### What is needed
Reproduce the following records exactly from the line containing "Where can you spot the grass field" onward, ending with the last line and including it.

Excerpts from point annotation data:
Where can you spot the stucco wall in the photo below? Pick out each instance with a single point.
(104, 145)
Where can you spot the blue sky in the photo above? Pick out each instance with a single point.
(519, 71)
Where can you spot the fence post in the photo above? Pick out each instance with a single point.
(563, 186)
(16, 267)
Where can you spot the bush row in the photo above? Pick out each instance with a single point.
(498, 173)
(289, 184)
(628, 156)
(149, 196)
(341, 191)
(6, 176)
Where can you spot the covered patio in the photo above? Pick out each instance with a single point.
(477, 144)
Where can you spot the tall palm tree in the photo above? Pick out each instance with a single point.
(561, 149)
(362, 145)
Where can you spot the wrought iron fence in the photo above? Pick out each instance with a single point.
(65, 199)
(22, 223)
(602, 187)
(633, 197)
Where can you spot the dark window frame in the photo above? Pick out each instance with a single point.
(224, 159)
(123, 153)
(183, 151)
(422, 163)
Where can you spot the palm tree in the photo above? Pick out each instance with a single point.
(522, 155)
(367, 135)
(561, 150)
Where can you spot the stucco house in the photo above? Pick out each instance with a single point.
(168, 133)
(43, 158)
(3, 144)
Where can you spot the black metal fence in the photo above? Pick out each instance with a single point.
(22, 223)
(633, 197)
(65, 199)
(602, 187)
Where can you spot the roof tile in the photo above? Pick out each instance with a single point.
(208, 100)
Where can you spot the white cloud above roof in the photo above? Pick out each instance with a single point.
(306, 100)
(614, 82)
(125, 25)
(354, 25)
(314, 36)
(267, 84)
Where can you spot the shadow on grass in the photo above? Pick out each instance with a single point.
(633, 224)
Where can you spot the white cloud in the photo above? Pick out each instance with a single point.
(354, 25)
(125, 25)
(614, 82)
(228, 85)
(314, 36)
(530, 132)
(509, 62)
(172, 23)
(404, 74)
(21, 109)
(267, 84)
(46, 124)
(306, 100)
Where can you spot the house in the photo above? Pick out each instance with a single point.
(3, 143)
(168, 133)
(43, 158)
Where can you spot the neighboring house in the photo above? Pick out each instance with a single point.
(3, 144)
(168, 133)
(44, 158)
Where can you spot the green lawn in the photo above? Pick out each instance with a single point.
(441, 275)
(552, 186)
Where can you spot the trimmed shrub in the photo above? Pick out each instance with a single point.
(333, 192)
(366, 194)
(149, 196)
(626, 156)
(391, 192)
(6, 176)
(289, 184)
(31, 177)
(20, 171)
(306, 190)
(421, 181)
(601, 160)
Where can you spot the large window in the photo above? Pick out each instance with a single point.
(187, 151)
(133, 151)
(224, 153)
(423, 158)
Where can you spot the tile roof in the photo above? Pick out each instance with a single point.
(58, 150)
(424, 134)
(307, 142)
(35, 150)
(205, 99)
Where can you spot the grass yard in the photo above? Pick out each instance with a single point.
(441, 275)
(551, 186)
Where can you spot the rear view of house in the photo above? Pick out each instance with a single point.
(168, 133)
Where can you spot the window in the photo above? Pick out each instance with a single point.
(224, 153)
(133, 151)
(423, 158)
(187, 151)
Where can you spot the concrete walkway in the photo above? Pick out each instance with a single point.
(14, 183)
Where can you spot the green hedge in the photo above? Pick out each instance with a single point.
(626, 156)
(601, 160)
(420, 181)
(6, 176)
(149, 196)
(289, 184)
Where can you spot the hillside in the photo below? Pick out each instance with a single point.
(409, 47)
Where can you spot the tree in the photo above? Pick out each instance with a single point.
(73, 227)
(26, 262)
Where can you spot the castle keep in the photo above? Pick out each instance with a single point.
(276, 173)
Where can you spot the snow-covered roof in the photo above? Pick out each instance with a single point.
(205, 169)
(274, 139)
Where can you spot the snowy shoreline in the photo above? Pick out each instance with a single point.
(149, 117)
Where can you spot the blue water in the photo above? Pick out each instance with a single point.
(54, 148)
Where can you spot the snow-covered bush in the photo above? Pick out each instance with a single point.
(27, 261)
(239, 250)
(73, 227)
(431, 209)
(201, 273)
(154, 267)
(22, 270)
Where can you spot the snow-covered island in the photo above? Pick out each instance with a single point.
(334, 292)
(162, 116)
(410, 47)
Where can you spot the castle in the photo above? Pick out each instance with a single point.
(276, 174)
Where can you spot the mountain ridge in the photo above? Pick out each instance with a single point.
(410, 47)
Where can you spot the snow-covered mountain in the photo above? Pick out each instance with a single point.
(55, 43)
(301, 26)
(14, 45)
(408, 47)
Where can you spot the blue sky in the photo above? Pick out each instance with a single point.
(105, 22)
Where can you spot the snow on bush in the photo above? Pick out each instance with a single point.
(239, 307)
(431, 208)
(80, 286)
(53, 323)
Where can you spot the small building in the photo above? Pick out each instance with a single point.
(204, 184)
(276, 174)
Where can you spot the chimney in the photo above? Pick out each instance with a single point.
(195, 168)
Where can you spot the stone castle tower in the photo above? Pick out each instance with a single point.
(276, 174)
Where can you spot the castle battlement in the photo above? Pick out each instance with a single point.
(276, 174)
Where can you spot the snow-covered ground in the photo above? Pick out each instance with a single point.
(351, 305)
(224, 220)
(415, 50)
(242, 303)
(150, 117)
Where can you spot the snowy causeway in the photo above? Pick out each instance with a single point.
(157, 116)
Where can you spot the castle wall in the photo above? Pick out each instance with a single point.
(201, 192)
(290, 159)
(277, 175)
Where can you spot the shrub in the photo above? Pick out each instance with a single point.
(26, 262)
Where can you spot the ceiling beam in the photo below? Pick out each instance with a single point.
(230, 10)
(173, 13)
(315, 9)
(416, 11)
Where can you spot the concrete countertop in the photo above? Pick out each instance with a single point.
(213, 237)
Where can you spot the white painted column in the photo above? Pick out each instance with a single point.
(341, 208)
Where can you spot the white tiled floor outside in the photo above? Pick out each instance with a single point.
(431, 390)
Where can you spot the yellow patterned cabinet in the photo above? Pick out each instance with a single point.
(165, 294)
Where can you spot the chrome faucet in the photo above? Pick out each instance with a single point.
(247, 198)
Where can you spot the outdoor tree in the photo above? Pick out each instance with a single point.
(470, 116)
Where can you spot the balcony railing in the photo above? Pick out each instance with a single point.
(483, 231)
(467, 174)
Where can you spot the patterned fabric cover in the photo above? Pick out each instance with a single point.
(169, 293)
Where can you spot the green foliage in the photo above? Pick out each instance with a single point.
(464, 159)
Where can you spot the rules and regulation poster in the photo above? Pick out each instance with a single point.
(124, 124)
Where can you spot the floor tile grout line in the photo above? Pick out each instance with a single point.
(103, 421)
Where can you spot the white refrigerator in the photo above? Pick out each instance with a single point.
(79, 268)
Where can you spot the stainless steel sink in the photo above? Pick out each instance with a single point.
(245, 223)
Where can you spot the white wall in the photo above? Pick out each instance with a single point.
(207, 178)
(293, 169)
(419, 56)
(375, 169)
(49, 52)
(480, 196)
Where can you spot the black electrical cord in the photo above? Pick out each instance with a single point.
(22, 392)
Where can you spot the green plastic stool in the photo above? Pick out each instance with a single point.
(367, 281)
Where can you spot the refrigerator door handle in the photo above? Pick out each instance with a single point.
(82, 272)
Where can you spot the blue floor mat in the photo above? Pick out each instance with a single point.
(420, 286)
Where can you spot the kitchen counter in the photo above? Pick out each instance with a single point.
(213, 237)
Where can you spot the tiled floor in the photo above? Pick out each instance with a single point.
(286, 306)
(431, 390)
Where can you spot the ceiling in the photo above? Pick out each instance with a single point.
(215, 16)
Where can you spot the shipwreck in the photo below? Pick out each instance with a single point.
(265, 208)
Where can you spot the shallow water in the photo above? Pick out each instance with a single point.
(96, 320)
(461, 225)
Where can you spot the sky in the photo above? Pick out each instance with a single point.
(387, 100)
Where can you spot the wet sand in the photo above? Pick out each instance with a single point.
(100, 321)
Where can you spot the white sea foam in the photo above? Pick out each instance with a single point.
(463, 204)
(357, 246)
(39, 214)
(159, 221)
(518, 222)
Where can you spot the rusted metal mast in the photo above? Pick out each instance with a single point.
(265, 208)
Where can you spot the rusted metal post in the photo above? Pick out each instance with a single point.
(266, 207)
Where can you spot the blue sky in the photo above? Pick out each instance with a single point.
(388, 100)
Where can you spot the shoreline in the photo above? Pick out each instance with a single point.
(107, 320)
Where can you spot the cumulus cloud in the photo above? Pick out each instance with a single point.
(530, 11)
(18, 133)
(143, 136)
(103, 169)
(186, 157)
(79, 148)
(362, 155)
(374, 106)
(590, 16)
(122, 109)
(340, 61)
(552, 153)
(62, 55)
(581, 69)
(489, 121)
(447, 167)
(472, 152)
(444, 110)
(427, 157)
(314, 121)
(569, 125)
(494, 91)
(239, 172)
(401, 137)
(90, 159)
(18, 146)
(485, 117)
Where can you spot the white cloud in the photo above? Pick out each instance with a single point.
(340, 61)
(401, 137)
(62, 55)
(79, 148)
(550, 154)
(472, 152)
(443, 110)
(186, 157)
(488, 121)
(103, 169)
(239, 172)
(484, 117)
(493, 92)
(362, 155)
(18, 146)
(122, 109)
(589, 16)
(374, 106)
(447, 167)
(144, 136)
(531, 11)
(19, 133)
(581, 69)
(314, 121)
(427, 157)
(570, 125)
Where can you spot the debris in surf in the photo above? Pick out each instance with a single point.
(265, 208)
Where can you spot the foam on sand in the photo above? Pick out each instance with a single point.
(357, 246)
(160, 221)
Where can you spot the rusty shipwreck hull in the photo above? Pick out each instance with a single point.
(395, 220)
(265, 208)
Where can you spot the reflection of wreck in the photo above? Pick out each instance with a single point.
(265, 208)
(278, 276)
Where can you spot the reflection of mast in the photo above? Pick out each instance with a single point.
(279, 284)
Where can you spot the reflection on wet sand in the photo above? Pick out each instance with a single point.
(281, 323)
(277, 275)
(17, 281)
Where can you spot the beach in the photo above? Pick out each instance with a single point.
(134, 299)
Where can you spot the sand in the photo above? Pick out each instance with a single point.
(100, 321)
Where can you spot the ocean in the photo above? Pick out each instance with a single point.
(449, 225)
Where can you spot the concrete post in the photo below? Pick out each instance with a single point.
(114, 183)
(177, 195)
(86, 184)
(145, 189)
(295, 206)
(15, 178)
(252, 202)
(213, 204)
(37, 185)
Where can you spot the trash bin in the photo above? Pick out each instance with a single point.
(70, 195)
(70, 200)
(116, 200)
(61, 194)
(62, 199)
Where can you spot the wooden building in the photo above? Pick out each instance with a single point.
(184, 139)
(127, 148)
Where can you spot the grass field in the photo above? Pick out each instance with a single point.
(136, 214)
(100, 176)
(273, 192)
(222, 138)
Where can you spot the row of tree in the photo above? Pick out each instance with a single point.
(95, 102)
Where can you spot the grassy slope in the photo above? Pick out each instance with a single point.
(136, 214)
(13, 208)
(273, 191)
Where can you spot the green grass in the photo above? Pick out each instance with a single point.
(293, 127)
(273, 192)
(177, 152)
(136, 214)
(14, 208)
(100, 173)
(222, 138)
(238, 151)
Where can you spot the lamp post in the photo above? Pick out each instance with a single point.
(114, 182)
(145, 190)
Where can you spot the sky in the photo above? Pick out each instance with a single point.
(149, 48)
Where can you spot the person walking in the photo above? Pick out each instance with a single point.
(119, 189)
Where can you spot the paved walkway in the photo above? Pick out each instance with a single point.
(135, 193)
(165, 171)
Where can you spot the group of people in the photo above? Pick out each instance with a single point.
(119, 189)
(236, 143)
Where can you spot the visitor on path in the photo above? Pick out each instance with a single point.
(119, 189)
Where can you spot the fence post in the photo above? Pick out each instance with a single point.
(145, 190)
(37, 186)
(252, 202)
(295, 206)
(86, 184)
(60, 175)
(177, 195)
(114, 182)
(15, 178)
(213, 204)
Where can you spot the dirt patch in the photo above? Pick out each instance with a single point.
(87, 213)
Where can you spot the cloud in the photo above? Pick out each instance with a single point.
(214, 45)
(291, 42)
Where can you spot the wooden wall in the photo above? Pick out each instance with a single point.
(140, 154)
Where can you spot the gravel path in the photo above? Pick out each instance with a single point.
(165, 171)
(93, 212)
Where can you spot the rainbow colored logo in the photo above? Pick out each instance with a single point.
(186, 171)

### Complete output
Where can you spot the grass field in the photo above? Pick out each instance with a single point.
(136, 214)
(100, 176)
(273, 192)
(222, 138)
Where can you spot the row of tree in the photo above? Pick out each instance with a single point.
(95, 102)
Where can you spot the grassy slope in the photo above? Pick out each instance with a single point.
(136, 214)
(13, 208)
(273, 191)
Where can you spot the green grass in the photo above? Pick out each instance with a single point.
(293, 127)
(273, 192)
(177, 152)
(136, 214)
(14, 208)
(100, 173)
(222, 138)
(238, 151)
Where can you spot the lamp post in the photo above? Pick out each instance with a single point.
(114, 182)
(145, 190)
Where can you spot the sky in the photo above? Pick out each instance with a single point.
(149, 48)
Where can you spot the person walking in the photo above? Pick out each instance with a single point.
(119, 189)
Where can you spot the paved walkway in the photo above? Pick out each instance with a single point.
(135, 193)
(165, 171)
Where can you spot the group of people in the photo above? Pick out each instance with a single point.
(119, 189)
(236, 143)
Where can you spot the visitor on path in the photo above? Pick out each instance with a single point.
(119, 189)
Where can you spot the fence post in the photo above? Pick out each instance with a single point.
(145, 190)
(37, 186)
(252, 202)
(295, 206)
(86, 184)
(60, 175)
(177, 195)
(114, 182)
(15, 178)
(213, 204)
Where can you spot the dirt patch in the photo above? Pick out each instance with a single point.
(87, 213)
Where can you spot the cloud in the photo above? Pick out each instance with a single point.
(214, 45)
(291, 42)
Where can you spot the wooden wall in the photo above? Pick out each instance with a single point.
(140, 154)
Where can you spot the gravel path in the photo above? Pick out each instance with a single point.
(165, 171)
(93, 212)
Where can you spot the rainbow colored logo in the photo above? Pick out each instance with a single point.
(186, 171)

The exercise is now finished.